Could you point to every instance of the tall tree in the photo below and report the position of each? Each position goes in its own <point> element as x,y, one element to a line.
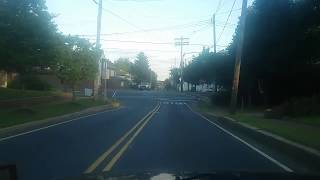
<point>77,61</point>
<point>28,35</point>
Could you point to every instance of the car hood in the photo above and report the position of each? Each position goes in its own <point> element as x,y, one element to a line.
<point>189,175</point>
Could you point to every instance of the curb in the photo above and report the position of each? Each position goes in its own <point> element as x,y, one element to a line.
<point>277,137</point>
<point>20,128</point>
<point>301,157</point>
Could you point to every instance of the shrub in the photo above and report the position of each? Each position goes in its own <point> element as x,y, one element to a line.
<point>29,82</point>
<point>221,98</point>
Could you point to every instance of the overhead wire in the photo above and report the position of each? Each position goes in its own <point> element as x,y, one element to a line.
<point>118,16</point>
<point>192,24</point>
<point>224,27</point>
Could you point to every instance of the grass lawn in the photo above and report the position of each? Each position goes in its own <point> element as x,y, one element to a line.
<point>299,130</point>
<point>7,94</point>
<point>10,117</point>
<point>301,133</point>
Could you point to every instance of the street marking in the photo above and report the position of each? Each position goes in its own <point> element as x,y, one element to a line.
<point>53,125</point>
<point>286,168</point>
<point>125,147</point>
<point>101,158</point>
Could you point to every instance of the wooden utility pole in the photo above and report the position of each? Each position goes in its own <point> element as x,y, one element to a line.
<point>235,86</point>
<point>181,42</point>
<point>214,33</point>
<point>97,81</point>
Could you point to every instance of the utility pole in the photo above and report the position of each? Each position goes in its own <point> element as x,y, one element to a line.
<point>181,42</point>
<point>214,33</point>
<point>235,86</point>
<point>97,82</point>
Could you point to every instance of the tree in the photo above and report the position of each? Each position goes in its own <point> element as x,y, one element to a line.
<point>28,35</point>
<point>175,76</point>
<point>140,69</point>
<point>124,64</point>
<point>77,61</point>
<point>153,79</point>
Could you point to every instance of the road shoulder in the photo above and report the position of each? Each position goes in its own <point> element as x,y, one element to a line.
<point>296,157</point>
<point>39,124</point>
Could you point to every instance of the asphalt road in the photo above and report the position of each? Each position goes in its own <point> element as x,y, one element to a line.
<point>170,138</point>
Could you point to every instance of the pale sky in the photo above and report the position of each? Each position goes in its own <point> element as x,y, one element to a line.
<point>150,26</point>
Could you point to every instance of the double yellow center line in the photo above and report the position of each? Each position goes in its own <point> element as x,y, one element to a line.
<point>137,128</point>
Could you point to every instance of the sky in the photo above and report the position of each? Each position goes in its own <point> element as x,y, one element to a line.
<point>149,26</point>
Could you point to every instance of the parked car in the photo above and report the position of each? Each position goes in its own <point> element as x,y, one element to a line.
<point>144,86</point>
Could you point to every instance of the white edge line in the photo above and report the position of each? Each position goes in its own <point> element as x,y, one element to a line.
<point>244,142</point>
<point>114,93</point>
<point>52,125</point>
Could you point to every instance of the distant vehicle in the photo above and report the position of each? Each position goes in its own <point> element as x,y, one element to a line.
<point>144,86</point>
<point>207,89</point>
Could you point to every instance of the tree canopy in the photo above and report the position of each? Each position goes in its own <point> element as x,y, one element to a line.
<point>280,54</point>
<point>77,60</point>
<point>28,35</point>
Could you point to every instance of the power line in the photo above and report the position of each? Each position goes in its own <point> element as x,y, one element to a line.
<point>219,6</point>
<point>156,50</point>
<point>226,12</point>
<point>147,42</point>
<point>226,21</point>
<point>192,24</point>
<point>118,16</point>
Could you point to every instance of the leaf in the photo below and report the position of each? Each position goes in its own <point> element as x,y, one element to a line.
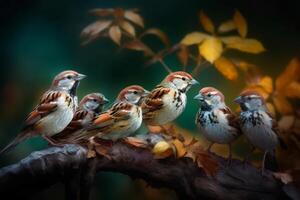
<point>206,22</point>
<point>211,49</point>
<point>115,34</point>
<point>227,68</point>
<point>179,147</point>
<point>137,45</point>
<point>290,74</point>
<point>134,17</point>
<point>282,105</point>
<point>93,30</point>
<point>246,45</point>
<point>160,34</point>
<point>286,122</point>
<point>128,28</point>
<point>226,26</point>
<point>240,23</point>
<point>102,12</point>
<point>183,55</point>
<point>293,90</point>
<point>267,83</point>
<point>194,38</point>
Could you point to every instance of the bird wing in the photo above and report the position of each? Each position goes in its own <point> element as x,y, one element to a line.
<point>47,105</point>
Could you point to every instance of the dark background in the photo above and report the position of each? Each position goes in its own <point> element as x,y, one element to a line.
<point>41,38</point>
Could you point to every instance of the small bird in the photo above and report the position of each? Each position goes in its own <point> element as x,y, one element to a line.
<point>215,120</point>
<point>168,100</point>
<point>90,106</point>
<point>257,123</point>
<point>121,120</point>
<point>54,111</point>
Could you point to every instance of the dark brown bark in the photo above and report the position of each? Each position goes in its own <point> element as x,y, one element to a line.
<point>70,165</point>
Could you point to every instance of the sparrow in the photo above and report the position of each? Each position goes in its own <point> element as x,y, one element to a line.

* What is needed
Your copy should match the entries above exactly and contain no pictures.

* Solution to this problem
Could you point to every instance of the tall tree in the photo below and report the position of each? Each position goes in its own <point> element as x,y, one element to a line.
<point>77,61</point>
<point>28,35</point>
Could you point to every instance of the car hood in the photo above and report the position of each? Each position goes in its own <point> element as x,y, one element to a line.
<point>189,175</point>
Could you point to every instance of the curb in the photo above and report the position of each? Each position goes in its own <point> element as x,y, one element to a line.
<point>277,137</point>
<point>20,128</point>
<point>301,157</point>
Could you point to every instance of the shrub in the photo above and report the position of each? Each position goes in its own <point> element as x,y, one element to a line.
<point>29,82</point>
<point>221,98</point>
Could you point to every instance of the overhead wire in the photo above and report the position of each? Each position goes in its own <point> element as x,y, one element to a line.
<point>118,16</point>
<point>192,24</point>
<point>224,27</point>
Could you point to every instance of the grass lawn in the photo above and report the position of each? Each position goes in its own <point> element as x,y, one element to a line.
<point>299,130</point>
<point>7,94</point>
<point>10,117</point>
<point>301,133</point>
Could you point to every instance of the street marking in the photo above and report the position of each? Each position goes in its own <point> element as x,y, one element to a line.
<point>53,125</point>
<point>286,168</point>
<point>125,147</point>
<point>101,158</point>
Could you point to every instance of the wooden utility pole in the photo above and report the position of each? Each position goes in its own <point> element as x,y, one element to a line.
<point>235,86</point>
<point>181,42</point>
<point>214,33</point>
<point>97,81</point>
Could you point to every instance of the utility pole in the photo above and report the position of each? Each position goes in its own <point> element as x,y, one element to a line.
<point>181,42</point>
<point>214,33</point>
<point>235,86</point>
<point>97,82</point>
Could you point to every instance of the tree in the photo above and report the position of each? Each position goes in its own <point> element as x,y, one element to a line.
<point>28,35</point>
<point>175,76</point>
<point>140,69</point>
<point>124,64</point>
<point>77,61</point>
<point>153,79</point>
Could you point to every instance of the road shoulder in the photo above and report the position of each? Each position goes in its own <point> element as x,y, one element to a line.
<point>296,157</point>
<point>39,124</point>
Could you point to every instance of the asphalt road in the photo above and report the position of each? Each position goes in its own <point> element as x,y, one element to a line.
<point>170,138</point>
Could you point to every instance of the pale sky in the photo above and report the position of each? Each position goes in its own <point> element as x,y, one element to a line.
<point>150,26</point>
Could you point to every instance of the double yellow center line in the photo above and report the position of each? Each position goes in its own <point> element as x,y, one element to a line.
<point>137,128</point>
Could you point to every instance of the sky in the photo above and report the position of each? Each position goes in its own <point> element as x,y, one element to a line.
<point>149,26</point>
Could you point to every instance of the parked car in the photo above and report the position of each? Each position goes in its own <point> element as x,y, one element to a line.
<point>144,86</point>
Could you point to every instance of the white edge line in the photo above and report the position of each? Each position goes in its own <point> element as x,y, one element to a line.
<point>244,142</point>
<point>114,93</point>
<point>52,125</point>
Could you point to every instance of the distant vehicle in the photo above and report the position of each? Each position goes in its own <point> element as x,y, one element to a line.
<point>144,86</point>
<point>207,89</point>
Could you point to every instance of the tree canopy in the photo above and report the position of each? Each position goes in its own <point> element as x,y, one element to a line.
<point>280,54</point>
<point>77,60</point>
<point>28,35</point>
Could you point to every instance of the power line in the photo above and report the position of each? Each position goes in its own <point> element as x,y, one element to a line.
<point>219,6</point>
<point>156,50</point>
<point>226,12</point>
<point>147,42</point>
<point>226,21</point>
<point>192,24</point>
<point>118,16</point>
Could you point to every instance of the leaf in the photo below and report the position of each? Each position goes in its own <point> element as x,y, one element to a line.
<point>206,22</point>
<point>211,49</point>
<point>115,34</point>
<point>227,68</point>
<point>179,147</point>
<point>137,45</point>
<point>290,74</point>
<point>134,17</point>
<point>282,105</point>
<point>93,30</point>
<point>246,45</point>
<point>160,34</point>
<point>286,122</point>
<point>128,28</point>
<point>226,26</point>
<point>240,23</point>
<point>102,12</point>
<point>183,55</point>
<point>293,90</point>
<point>267,83</point>
<point>194,38</point>
Could you point to every instance of the bird wing in the photo above and report the position of each? Each position goes in its own <point> element as x,y, one element to a line.
<point>47,105</point>
Could you point to every instance of the dark background in the photo above and report the position of each? Each position goes in its own <point> element as x,y, one element to a line.
<point>41,38</point>
Could you point to every instance of the small bird in the photo above and report the position of each? Each position goes in its own <point> element as x,y, one element to a line.
<point>215,120</point>
<point>168,100</point>
<point>90,106</point>
<point>257,123</point>
<point>121,120</point>
<point>54,111</point>
Could you point to every instance of the dark brown bark in the photo above and report the position of each? Each position goes in its own <point> element as x,y, one element to a line.
<point>70,165</point>
Could you point to every instance of the sparrow in the photo above and report the position of each? Each position goes in its own <point> element as x,y, one element to a line.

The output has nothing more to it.